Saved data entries
------------------------------------

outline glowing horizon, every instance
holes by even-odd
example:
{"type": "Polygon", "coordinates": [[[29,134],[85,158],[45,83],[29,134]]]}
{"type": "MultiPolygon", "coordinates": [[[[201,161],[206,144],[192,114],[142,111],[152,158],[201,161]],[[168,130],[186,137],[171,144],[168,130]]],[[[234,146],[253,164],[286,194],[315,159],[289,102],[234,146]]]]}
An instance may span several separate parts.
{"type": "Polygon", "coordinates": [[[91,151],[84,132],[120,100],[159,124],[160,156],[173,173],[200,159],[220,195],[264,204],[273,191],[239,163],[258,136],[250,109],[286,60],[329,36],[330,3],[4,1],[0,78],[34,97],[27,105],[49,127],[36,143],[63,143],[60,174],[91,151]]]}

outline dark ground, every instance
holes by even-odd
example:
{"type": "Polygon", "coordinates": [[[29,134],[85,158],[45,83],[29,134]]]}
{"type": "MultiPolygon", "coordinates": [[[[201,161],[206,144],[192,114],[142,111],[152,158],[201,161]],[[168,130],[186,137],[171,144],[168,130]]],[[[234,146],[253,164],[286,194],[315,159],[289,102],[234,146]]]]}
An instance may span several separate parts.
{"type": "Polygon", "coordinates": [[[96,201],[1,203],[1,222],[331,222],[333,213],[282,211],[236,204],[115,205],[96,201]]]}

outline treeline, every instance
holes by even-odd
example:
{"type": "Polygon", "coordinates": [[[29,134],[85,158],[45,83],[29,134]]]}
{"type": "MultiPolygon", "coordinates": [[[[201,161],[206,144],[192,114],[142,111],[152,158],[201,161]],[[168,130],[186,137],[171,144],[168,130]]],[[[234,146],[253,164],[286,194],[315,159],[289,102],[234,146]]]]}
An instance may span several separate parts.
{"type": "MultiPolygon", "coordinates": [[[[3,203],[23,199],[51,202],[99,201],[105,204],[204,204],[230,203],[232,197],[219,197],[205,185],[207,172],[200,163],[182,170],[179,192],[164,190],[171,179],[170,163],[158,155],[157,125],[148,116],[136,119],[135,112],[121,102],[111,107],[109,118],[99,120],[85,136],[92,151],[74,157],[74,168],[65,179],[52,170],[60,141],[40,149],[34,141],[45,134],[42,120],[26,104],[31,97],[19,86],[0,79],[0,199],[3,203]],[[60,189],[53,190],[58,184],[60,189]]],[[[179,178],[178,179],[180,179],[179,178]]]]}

------------------------------------

## To be done
Express the lines of the saved data entries above as a numbered list, omitting blank lines.

## Task result
1. outline glowing horizon, every instance
2. holes by even-odd
3. example:
4. {"type": "Polygon", "coordinates": [[[29,134],[85,158],[45,83],[29,134]]]}
5. {"type": "MultiPolygon", "coordinates": [[[[201,161],[206,144],[192,114],[142,111],[152,158],[201,161]],[[168,130],[186,137],[171,144],[168,130]]],[[[234,146],[253,164],[286,194],[315,159],[289,102],[234,146]]]]}
6. An instance may span several separate parts.
7. {"type": "Polygon", "coordinates": [[[91,151],[84,132],[120,100],[159,124],[160,156],[173,173],[200,159],[220,195],[264,204],[273,191],[239,163],[258,136],[250,109],[286,60],[329,36],[330,3],[4,1],[0,78],[34,97],[27,105],[49,127],[36,143],[63,143],[60,174],[91,151]]]}
8. outline dark ground, every instance
9. holes by even-odd
10. example:
11. {"type": "Polygon", "coordinates": [[[29,134],[85,158],[45,83],[29,134]]]}
12. {"type": "MultiPolygon", "coordinates": [[[[201,161],[206,144],[192,114],[142,111],[152,158],[201,161]],[[168,130],[186,137],[171,144],[168,130]]],[[[234,146],[253,164],[286,194],[315,159],[289,102],[234,146]]]]}
13. An instance may span several separate parts.
14. {"type": "Polygon", "coordinates": [[[96,201],[1,203],[1,222],[331,222],[333,213],[282,211],[236,204],[115,205],[96,201]]]}
15. outline treeline, every instance
16. holes by even-odd
17. example:
18. {"type": "Polygon", "coordinates": [[[29,134],[85,158],[45,83],[29,134]]]}
19. {"type": "MultiPolygon", "coordinates": [[[[201,161],[206,144],[192,114],[142,111],[152,158],[201,161]],[[168,130],[186,137],[171,144],[168,130]]],[[[234,146],[253,164],[286,194],[315,159],[289,102],[234,146]]]]}
20. An instance may span several separate parts.
21. {"type": "MultiPolygon", "coordinates": [[[[3,203],[23,199],[51,202],[99,201],[105,204],[204,204],[230,203],[232,197],[219,197],[205,185],[207,172],[200,163],[182,170],[179,192],[164,190],[171,179],[170,163],[158,155],[157,125],[148,116],[136,119],[135,112],[121,102],[111,107],[109,118],[99,120],[85,136],[92,151],[74,157],[74,168],[65,179],[52,170],[60,141],[40,149],[34,141],[45,134],[42,120],[26,104],[31,97],[19,86],[0,79],[0,199],[3,203]],[[60,189],[53,190],[58,184],[60,189]]],[[[179,178],[178,179],[180,179],[179,178]]]]}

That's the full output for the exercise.